▼▼▼

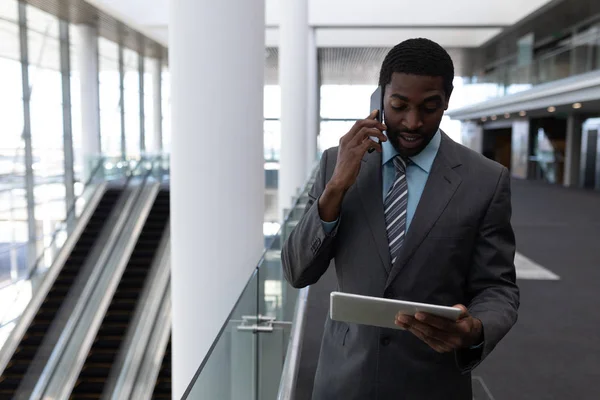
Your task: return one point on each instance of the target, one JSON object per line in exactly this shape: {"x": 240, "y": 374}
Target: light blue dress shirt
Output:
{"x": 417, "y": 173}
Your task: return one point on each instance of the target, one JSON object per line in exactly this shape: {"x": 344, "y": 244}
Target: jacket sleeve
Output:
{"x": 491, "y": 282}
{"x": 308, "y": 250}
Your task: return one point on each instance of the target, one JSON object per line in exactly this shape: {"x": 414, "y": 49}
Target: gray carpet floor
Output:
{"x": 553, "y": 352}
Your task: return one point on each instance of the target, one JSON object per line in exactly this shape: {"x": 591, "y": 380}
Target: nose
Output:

▲▲▲

Stated exercise: Reproduce all of the items above verbatim, omitting the pictures.

Correct output:
Your task: return one point on each instance of the target, one JSON object per line in exactly this shape: {"x": 240, "y": 374}
Target: light blue dress shirt
Output:
{"x": 417, "y": 173}
Your task: return one point on each instance of the target, one JSON object per line in exactly this shape: {"x": 344, "y": 244}
Target: jacket sleeve
Output:
{"x": 491, "y": 282}
{"x": 308, "y": 250}
Your task: return one point on each instance of the target, one JSON object per line in exactly this shape: {"x": 414, "y": 49}
Target: gray carpet floor
Output:
{"x": 553, "y": 352}
Your task: return one point on each instance of the target, one JSON object per line in exactly this shape: {"x": 591, "y": 380}
Target: nose
Output:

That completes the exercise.